Given problem: Retype the following records exactly as they appear, line for line.

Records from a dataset
## START
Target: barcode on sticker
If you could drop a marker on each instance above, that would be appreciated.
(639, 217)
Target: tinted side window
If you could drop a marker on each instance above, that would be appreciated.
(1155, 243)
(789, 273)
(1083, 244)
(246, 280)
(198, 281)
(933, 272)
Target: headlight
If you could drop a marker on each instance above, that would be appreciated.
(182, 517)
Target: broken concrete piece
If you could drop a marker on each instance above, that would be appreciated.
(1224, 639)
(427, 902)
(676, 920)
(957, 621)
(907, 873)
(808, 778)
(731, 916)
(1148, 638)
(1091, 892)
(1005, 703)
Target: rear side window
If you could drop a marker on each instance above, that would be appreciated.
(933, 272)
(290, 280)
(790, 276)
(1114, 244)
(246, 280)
## END
Task solution:
Target: barcode on sticker
If you could drop a marker on each instance above, that would be appreciated.
(639, 217)
Target: tinted side window
If you could drop a marker on each instance above, that would be appreciated.
(1155, 243)
(789, 273)
(1083, 244)
(246, 280)
(198, 281)
(933, 272)
Target: headlight
If you could drop a marker on each instance above, that would be appreciated.
(182, 517)
Target: broken concrete piece
If you could drop a marker on each instance above, that would be appreciated.
(1224, 639)
(427, 902)
(676, 920)
(957, 621)
(907, 873)
(808, 778)
(731, 916)
(1148, 638)
(1091, 892)
(1005, 703)
Target: rear side window
If you could drop a marker on each instance above, that would be appreciated.
(933, 272)
(290, 280)
(790, 276)
(1114, 244)
(246, 280)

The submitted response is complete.